__DIRECTION__:
Copy out only the span from the line with "Target: rank insignia patch" to the end of the data, both ends kept, word for word.

__RECORDS FOR THE TASK__:
►

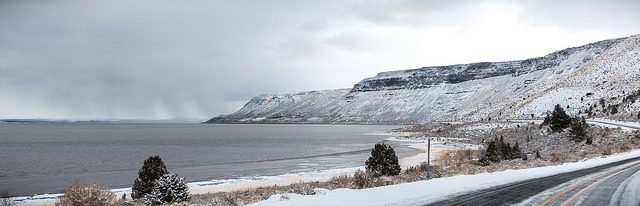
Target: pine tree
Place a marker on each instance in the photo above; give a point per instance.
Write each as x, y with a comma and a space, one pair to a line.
152, 169
383, 161
168, 189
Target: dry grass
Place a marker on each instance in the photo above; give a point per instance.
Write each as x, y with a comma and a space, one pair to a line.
82, 194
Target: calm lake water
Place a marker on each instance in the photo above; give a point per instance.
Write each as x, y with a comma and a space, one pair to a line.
42, 158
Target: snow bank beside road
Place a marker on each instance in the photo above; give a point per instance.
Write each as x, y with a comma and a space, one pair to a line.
435, 189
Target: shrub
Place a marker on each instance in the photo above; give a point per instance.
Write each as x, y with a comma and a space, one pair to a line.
168, 189
383, 161
81, 194
362, 179
152, 169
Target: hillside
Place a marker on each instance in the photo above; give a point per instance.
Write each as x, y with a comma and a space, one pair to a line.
576, 78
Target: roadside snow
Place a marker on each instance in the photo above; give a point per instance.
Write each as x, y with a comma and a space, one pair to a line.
427, 191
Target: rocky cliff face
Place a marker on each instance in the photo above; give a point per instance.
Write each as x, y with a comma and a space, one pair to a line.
513, 89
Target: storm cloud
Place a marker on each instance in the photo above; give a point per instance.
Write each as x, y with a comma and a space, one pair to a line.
197, 59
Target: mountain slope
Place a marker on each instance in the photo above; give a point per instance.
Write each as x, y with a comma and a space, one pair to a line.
577, 77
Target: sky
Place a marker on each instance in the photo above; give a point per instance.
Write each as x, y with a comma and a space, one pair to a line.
192, 59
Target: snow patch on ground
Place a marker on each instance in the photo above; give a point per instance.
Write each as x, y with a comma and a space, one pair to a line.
427, 191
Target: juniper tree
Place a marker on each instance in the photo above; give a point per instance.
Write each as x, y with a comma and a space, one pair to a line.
152, 169
492, 152
506, 152
169, 188
578, 129
383, 161
515, 151
559, 119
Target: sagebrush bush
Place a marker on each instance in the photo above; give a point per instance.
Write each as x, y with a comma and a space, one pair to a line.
152, 169
168, 189
82, 194
383, 161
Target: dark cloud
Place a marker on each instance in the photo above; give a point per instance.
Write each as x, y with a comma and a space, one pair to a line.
410, 12
613, 15
155, 59
141, 59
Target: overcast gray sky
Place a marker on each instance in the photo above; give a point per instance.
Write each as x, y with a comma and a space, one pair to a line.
155, 59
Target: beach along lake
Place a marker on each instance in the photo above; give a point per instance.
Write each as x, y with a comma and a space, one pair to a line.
42, 158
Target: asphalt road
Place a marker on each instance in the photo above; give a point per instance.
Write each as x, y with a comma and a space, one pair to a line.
619, 124
611, 184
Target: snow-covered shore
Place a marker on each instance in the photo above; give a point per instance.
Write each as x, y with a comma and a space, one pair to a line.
422, 192
213, 186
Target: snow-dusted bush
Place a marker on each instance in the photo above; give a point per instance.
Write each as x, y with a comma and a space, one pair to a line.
383, 161
82, 194
167, 189
152, 169
5, 200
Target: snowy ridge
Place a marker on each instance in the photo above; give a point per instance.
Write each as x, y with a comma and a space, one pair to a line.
435, 189
576, 77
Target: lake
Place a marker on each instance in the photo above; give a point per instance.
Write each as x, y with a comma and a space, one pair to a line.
42, 158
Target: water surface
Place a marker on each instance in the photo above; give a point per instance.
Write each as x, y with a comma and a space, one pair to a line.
42, 158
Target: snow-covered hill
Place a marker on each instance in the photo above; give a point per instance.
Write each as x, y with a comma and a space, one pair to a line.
575, 77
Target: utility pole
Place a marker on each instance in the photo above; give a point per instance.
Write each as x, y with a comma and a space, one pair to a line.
429, 158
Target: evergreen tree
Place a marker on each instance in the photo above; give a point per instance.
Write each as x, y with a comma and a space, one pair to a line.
492, 152
499, 147
559, 119
578, 129
516, 151
383, 161
152, 169
168, 189
506, 152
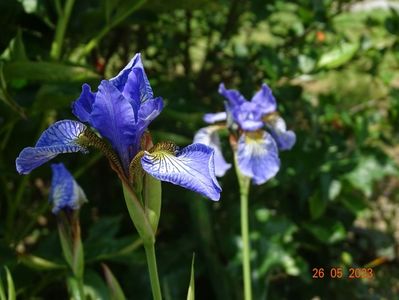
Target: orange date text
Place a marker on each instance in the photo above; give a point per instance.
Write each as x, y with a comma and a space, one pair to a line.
338, 273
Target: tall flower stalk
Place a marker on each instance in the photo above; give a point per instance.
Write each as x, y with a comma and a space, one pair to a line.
256, 134
67, 197
120, 112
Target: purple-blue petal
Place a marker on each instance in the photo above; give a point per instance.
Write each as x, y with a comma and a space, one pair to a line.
65, 193
209, 136
148, 111
133, 82
248, 116
285, 138
83, 106
264, 100
216, 117
257, 156
61, 137
113, 117
192, 168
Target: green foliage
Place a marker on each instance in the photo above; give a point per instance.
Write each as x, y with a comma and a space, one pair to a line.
332, 66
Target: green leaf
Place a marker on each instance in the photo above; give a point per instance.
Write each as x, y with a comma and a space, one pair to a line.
10, 285
368, 171
39, 263
327, 231
4, 95
47, 72
113, 284
2, 291
17, 48
338, 56
317, 205
191, 287
138, 215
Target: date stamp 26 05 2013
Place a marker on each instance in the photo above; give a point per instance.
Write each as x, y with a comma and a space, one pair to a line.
338, 273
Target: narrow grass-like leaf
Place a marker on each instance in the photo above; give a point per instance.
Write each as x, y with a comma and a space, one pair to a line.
10, 286
191, 287
113, 284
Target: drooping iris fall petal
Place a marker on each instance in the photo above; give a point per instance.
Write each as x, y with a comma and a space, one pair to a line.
192, 168
61, 137
65, 193
285, 139
210, 137
257, 156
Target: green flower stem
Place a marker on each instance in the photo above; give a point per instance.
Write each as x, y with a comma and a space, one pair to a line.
244, 182
116, 20
147, 233
62, 24
152, 268
72, 248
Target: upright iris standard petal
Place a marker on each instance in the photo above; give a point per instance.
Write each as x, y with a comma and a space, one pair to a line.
192, 168
257, 156
132, 81
264, 100
285, 139
148, 111
213, 118
61, 137
83, 106
248, 116
209, 136
65, 193
113, 117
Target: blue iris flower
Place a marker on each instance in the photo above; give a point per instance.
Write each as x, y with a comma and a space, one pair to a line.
257, 130
65, 193
121, 110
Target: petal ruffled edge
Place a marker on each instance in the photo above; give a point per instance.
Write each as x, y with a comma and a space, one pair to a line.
113, 117
65, 193
192, 168
257, 156
59, 138
285, 139
121, 80
209, 137
83, 106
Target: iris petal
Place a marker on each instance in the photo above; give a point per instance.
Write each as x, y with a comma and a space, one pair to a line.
83, 106
65, 193
285, 138
149, 110
192, 168
257, 156
58, 138
113, 117
209, 136
217, 117
264, 100
248, 116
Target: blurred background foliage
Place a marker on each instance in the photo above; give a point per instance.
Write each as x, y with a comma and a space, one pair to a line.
333, 67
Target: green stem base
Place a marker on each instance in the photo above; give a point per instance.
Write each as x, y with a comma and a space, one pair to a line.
152, 268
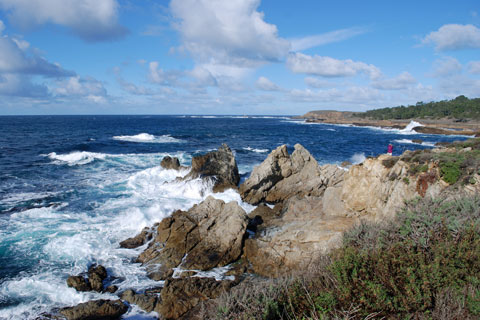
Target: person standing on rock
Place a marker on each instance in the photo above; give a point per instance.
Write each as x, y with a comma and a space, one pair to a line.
390, 149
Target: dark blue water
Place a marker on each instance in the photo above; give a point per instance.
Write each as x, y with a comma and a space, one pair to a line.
71, 187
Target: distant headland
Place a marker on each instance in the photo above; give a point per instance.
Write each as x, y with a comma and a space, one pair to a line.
459, 116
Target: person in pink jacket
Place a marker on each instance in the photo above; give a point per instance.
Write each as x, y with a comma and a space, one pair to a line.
390, 149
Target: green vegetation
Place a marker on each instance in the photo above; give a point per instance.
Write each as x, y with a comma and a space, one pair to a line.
423, 265
459, 163
459, 108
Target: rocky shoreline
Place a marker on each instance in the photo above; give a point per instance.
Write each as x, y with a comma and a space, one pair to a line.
429, 126
302, 211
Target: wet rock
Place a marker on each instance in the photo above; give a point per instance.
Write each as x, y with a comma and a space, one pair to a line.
146, 302
96, 309
208, 235
181, 295
170, 163
96, 275
79, 283
282, 176
139, 240
219, 165
111, 289
94, 281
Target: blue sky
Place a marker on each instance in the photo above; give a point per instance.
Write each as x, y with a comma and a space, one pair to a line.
234, 57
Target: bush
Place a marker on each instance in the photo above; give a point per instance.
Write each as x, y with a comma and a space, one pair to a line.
424, 265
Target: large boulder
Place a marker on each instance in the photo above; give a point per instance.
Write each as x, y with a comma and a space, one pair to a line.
94, 281
295, 239
139, 240
170, 163
219, 165
181, 295
208, 235
282, 176
146, 302
95, 310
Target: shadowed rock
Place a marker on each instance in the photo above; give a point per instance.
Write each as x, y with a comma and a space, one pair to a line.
170, 163
181, 295
220, 165
208, 235
139, 240
282, 176
96, 309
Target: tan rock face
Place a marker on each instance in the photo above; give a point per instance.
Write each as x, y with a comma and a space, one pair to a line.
320, 203
220, 165
282, 176
180, 295
208, 235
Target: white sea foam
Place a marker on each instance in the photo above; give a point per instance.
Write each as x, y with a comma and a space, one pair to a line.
255, 150
76, 157
148, 138
358, 158
408, 141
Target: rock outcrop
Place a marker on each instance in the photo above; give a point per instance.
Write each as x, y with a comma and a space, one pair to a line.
146, 302
170, 163
139, 240
181, 295
219, 165
96, 275
95, 309
316, 204
208, 235
282, 176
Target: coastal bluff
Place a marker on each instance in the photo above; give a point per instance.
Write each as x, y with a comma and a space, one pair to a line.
450, 126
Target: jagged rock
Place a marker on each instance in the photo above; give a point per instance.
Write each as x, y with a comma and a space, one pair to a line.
139, 240
96, 309
170, 163
220, 165
145, 302
281, 176
96, 275
181, 295
79, 283
208, 235
111, 289
296, 239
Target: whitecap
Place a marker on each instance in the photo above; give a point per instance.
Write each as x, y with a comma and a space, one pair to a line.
408, 141
148, 138
76, 157
358, 158
255, 150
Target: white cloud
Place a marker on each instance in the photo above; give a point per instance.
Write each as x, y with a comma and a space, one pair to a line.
317, 83
446, 66
14, 59
87, 87
329, 67
474, 67
266, 84
350, 95
20, 85
299, 44
454, 37
227, 33
400, 82
92, 20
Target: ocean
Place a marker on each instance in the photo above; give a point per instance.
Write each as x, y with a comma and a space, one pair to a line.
73, 187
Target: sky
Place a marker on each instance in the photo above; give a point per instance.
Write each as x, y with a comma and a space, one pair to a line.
266, 57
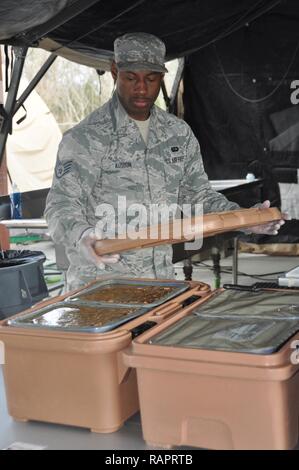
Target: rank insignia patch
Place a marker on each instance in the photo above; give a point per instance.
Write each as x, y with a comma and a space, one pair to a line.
62, 169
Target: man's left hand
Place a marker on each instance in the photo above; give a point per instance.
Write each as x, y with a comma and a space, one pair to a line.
271, 228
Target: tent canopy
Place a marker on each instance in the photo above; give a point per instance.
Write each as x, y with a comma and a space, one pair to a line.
84, 30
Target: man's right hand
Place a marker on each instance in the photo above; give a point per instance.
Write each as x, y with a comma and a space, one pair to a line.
86, 250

◄

__COMPLETED TASK__:
Target: rank insignia patch
Place a marker on each instance in the photo above; give a point per instance.
Write each as x, y with a comma and a space, one pair to a line.
62, 169
Target: man's left hand
Place a marker on each instance in the photo above; give a point per instance.
Write each as x, y with a comma and a space, one pair to a line.
271, 228
Target: tent canopy
Place a marker on each instance in the photo above; give a point per instance.
Write each as x, y with a comma and a space, one pair to a line.
84, 30
Target: man's right hand
Place a marker on each instance in the photo above; give a point per instance.
Write each as x, y with a comma and a space, one pair to a line.
86, 250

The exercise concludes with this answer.